──────── TEXTO FORNECIDO ────────
João Pinheiro, árbitro internacional português de 37 anos - Foto: MIGUEL NUNES
João Pinheiro, árbitro internacional português de 37 anos - Foto: MIGUEL NUNES

O que une Pinheiro e Machado…

Livre e Direto é o espaço de opinião semanal de Rui Almeida, jornalista

Gosto de histórias de desapego pessoal, resiliência, luta por objetivos, ultrapassagem de dificuldades. E gosto, sobretudo, quando os protagonistas são humildes, vão ao fim do mundo para serem felizes, reagem às adversidades como se isso fosse a verdadeira poção mágica para novos momentos de superação, de motivação, de lição superior que os guia até ao próximo desafio.

João Pinheiro, português do concelho de Barcelos (haverá concelho mais português do que o berço do galo que encanta gerações e marca uma imagem do país além-fronteiras?), escolheu a arbitragem de futebol para exponenciar a sua paixão pelo desporto, e pelo jogo de onze contra onze em particular.

Subiu a pulso todos os degraus de uma hierarquia de múltiplas complicações e escolhos: pela dificuldades do mister em si, pelos desafios físicos, técnicos e psicológicos que encerra, pela concorrência — por vezes desmesurada — pelas justiças e injustiças de uma atividade de avaliação pública sistemática, muitas vezes injusta e aumentada pela emergência das redes, das conclusões precipitadas, dos insultos (a maioria das vezes perpetrados por cobardes anónimos, e que nem sequer sabem quantas são as leis do futebol).
────────
ENUNCIADO A ▸ Reescreva as entradas desde a primeira linha até à linha que contém "(0, 23), (350, 266)", ambas incluídas e com os pedidos, somando 85 a cada coordenada das respostas. Os números dos pedidos e dos exemplos de formato ficam inalterados.
──────── ENTRADAS LISTADAS ────────
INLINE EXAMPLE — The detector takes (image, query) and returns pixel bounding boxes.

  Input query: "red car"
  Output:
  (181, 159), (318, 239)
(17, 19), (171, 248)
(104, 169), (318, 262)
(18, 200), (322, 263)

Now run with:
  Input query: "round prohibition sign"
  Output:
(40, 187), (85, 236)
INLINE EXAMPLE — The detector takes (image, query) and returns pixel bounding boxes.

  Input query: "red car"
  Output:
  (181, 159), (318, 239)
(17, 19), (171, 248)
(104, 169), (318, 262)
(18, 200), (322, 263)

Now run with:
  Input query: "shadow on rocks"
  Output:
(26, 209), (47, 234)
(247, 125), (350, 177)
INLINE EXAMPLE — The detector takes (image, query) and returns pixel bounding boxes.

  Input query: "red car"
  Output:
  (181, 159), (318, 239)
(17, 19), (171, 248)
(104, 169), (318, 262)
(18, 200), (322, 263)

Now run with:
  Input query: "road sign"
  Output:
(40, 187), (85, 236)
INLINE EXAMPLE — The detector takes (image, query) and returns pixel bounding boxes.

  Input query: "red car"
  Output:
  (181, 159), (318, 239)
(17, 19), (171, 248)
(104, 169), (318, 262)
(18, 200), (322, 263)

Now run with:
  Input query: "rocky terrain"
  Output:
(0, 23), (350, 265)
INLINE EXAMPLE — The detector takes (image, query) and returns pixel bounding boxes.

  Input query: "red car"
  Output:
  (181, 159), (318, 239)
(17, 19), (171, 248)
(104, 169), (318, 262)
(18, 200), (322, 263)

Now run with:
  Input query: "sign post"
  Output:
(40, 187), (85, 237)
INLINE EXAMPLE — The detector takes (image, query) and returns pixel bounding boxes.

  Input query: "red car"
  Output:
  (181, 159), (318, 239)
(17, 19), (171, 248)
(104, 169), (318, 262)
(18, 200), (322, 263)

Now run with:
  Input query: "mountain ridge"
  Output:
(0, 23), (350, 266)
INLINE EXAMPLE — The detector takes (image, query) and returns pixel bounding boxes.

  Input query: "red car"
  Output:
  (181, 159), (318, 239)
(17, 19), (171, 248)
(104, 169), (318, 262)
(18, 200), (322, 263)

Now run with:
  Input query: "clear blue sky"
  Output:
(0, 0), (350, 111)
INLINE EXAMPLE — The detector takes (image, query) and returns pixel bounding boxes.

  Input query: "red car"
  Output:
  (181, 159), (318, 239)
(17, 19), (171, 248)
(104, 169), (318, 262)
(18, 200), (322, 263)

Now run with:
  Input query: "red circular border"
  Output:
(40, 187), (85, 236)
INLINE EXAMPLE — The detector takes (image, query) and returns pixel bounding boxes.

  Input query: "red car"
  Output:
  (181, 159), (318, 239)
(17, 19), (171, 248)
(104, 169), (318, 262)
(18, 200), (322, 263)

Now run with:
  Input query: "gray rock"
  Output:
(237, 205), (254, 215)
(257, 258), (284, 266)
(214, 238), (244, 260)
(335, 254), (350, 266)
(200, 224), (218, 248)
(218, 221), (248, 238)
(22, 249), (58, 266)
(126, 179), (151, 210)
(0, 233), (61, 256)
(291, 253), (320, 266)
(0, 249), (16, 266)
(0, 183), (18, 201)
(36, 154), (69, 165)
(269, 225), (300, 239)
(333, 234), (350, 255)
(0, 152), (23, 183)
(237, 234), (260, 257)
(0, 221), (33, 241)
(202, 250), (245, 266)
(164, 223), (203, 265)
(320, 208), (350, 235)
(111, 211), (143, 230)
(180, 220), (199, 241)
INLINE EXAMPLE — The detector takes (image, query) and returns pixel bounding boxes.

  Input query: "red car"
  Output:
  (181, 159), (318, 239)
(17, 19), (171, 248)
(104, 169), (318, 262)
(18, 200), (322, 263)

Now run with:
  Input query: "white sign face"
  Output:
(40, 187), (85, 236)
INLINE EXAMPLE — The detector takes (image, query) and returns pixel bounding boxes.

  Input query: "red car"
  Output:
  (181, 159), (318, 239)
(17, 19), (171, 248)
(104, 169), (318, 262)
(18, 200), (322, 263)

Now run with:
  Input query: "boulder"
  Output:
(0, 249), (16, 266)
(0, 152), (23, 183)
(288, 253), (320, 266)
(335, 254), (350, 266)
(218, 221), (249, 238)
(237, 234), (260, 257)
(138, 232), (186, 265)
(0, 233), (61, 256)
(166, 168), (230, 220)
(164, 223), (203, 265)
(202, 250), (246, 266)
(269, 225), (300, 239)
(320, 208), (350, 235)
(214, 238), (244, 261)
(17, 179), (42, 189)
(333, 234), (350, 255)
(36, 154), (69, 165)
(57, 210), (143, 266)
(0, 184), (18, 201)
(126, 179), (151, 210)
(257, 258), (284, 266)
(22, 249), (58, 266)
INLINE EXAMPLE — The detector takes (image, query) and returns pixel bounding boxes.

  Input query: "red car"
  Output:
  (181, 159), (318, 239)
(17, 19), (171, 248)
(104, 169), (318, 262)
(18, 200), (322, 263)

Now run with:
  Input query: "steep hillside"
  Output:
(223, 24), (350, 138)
────────
ENUNCIADO B ▸ Segundo o texto sobre o árbitro João Pinheiro, de que concelho é ele natural?

RESPOSTA COMPLETA A ▸
INLINE EXAMPLE — The detector takes (image, query) and returns pixel bounding boxes.

  Input query: "red car"
  Output:
  (181, 159), (318, 239)
(17, 19), (171, 248)
(104, 169), (318, 262)
(18, 200), (322, 263)

Now run with:
  Input query: "round prohibition sign"
  Output:
(125, 272), (170, 321)
INLINE EXAMPLE — The detector takes (image, query) and returns pixel bounding boxes.

  Input query: "red car"
  Output:
  (181, 159), (318, 239)
(17, 19), (171, 248)
(104, 169), (318, 262)
(18, 200), (322, 263)

Now run with:
  Input query: "shadow on rocks"
  Output:
(111, 294), (132, 319)
(332, 210), (435, 262)
INLINE EXAMPLE — The detector takes (image, query) and returns pixel bounding boxes.

  Input query: "red car"
  Output:
  (181, 159), (318, 239)
(17, 19), (171, 248)
(104, 169), (318, 262)
(18, 200), (322, 263)

Now run with:
  Input query: "road sign"
  Output:
(125, 272), (170, 321)
INLINE EXAMPLE — The detector takes (image, query) and returns pixel bounding boxes.

  Input query: "red car"
  Output:
  (181, 159), (318, 239)
(17, 19), (171, 248)
(104, 169), (318, 262)
(18, 200), (322, 263)

Now run with:
  Input query: "rocky terrain"
  Output:
(85, 108), (435, 350)
INLINE EXAMPLE — The detector takes (image, query) and returns pixel bounding boxes.

  Input query: "red car"
  Output:
  (181, 159), (318, 239)
(17, 19), (171, 248)
(104, 169), (318, 262)
(18, 200), (322, 263)

Now run with:
  Input query: "sign post"
  Output:
(125, 272), (170, 322)
INLINE EXAMPLE — The detector takes (image, query) and returns pixel bounding boxes.

  Input query: "red car"
  Output:
  (181, 159), (318, 239)
(17, 19), (171, 248)
(104, 169), (318, 262)
(18, 200), (322, 263)

Now run with:
  Input query: "mountain ridge"
  Output:
(85, 108), (435, 351)

RESPOSTA COMPLETA B ▸ Do concelho de Barcelos.